• [Task directions]: Starting with the line that contains "Would you mind marking the distant mountain", reproduce each line through the end of the listing below, with no other output.

• [Record set]:
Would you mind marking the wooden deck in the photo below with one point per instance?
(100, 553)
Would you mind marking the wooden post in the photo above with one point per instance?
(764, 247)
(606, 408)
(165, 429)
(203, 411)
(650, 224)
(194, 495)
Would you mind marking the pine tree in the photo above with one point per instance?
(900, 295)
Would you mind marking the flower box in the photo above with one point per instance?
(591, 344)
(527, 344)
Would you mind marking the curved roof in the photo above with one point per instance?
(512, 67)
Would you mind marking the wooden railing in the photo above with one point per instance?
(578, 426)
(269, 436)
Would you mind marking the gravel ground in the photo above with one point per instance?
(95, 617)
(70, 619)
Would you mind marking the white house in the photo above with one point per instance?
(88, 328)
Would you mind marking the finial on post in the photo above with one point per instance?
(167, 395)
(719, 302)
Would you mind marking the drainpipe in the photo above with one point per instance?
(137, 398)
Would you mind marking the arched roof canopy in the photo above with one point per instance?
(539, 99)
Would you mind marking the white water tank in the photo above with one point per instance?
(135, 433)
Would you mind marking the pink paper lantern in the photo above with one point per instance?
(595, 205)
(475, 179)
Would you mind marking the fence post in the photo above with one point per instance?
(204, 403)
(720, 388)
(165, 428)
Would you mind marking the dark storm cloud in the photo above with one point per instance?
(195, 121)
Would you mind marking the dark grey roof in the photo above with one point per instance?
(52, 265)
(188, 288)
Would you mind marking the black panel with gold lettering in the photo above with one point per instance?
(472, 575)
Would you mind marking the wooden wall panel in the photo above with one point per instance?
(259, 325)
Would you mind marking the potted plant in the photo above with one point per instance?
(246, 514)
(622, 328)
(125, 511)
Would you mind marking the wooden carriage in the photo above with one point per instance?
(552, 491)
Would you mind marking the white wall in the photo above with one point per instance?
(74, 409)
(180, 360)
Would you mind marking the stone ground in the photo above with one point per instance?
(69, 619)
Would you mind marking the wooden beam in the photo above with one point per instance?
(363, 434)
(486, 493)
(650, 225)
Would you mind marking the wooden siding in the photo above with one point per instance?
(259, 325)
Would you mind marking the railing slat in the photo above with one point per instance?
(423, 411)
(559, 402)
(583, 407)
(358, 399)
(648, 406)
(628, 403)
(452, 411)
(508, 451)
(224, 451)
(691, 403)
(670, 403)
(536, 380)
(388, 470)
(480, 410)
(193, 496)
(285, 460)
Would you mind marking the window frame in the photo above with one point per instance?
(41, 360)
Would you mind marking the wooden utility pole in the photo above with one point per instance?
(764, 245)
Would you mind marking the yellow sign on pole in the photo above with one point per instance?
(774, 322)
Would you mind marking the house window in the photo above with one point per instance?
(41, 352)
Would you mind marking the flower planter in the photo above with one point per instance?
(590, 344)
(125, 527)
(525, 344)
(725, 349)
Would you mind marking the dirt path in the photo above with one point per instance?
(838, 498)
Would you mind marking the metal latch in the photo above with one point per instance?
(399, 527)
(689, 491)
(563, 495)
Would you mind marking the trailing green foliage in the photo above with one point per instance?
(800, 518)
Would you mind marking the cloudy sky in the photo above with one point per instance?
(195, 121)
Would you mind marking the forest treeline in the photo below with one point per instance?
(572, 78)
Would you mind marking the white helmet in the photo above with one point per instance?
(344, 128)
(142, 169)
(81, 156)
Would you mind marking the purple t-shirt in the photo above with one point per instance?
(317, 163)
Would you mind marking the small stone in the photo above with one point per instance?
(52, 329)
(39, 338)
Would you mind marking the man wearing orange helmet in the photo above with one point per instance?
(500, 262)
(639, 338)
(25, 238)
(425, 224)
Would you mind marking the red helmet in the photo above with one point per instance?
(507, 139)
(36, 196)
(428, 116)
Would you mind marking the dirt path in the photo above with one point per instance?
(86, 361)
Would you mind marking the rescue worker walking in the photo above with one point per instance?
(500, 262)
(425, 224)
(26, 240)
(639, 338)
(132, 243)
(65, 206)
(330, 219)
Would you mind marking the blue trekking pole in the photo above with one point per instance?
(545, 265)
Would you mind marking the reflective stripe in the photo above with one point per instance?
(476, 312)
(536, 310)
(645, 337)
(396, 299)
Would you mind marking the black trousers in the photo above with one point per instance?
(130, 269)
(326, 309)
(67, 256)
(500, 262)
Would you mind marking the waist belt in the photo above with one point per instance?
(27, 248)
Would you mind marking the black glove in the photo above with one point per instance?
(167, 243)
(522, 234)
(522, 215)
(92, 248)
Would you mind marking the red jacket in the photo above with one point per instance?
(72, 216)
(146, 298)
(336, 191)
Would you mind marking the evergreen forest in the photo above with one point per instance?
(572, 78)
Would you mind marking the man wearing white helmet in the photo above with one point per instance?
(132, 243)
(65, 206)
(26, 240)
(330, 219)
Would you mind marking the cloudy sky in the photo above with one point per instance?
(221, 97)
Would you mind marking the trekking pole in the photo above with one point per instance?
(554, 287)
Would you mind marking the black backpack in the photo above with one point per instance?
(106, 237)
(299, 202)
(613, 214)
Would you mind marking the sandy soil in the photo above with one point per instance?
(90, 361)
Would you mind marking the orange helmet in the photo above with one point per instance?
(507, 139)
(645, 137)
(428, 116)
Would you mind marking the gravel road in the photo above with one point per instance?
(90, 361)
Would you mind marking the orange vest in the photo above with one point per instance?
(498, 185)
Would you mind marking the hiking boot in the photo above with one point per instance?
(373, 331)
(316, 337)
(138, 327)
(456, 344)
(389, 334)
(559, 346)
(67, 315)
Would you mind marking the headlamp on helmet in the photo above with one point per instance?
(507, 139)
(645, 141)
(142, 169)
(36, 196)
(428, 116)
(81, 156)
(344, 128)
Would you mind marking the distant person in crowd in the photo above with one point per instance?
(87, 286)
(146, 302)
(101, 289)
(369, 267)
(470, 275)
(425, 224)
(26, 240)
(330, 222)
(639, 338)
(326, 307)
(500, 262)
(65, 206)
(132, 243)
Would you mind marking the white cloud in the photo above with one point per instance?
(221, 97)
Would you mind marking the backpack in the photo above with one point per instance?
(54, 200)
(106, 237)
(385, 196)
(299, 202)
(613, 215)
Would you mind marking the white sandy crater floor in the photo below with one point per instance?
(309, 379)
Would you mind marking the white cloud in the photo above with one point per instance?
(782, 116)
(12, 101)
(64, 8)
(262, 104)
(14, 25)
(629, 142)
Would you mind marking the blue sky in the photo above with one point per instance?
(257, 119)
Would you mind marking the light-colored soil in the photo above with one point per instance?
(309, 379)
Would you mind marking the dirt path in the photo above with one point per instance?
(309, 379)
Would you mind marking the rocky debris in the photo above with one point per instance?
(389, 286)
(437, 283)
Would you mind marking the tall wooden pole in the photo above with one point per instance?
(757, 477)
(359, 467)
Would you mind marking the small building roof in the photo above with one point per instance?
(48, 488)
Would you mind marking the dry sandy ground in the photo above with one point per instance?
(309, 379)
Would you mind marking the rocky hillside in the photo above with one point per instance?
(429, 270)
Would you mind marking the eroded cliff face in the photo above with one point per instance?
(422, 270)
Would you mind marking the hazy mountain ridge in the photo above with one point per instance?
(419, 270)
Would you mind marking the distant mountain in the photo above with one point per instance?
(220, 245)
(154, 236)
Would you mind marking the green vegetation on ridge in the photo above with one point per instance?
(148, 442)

• [Answer section]:
Would you mind marking the distant mountain in the photo above with one point per instance?
(220, 245)
(154, 236)
Would you mind marking the green vegetation on ridge in the photo above with one point per instance?
(148, 442)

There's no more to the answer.